Task goal → Without including any image, retype the records word for word.

Dataset items →
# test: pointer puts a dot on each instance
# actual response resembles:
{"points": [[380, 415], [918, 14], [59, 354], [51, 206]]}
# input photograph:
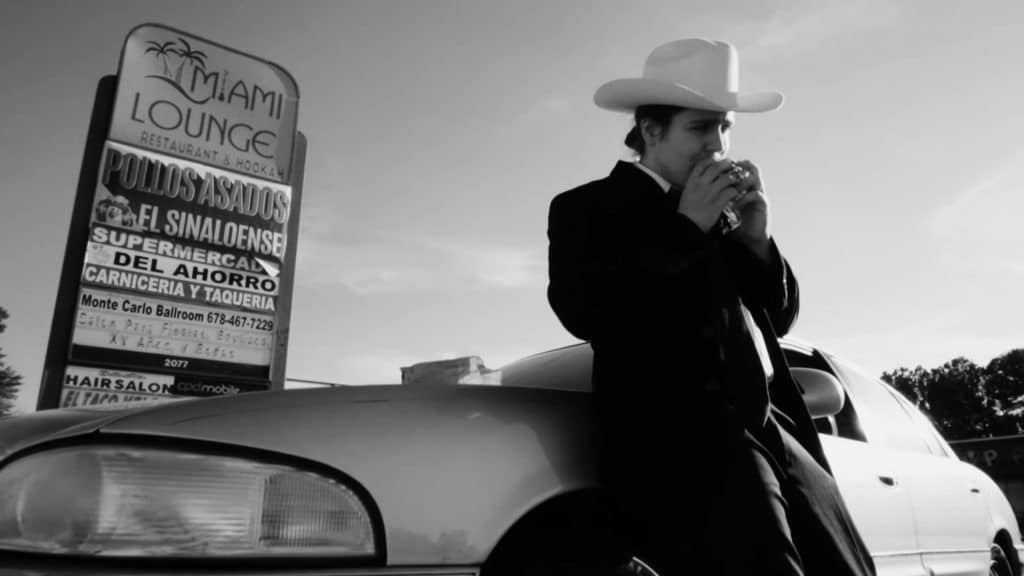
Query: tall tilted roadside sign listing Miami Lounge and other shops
{"points": [[181, 257]]}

Solution to the problem →
# test: pointer puts a dot on each instance
# actual response resembles:
{"points": [[380, 415], [918, 14], [59, 354], [51, 206]]}
# input photograph:
Query: tall tilted roadside sign listing Miami Lounge and other shops
{"points": [[181, 257]]}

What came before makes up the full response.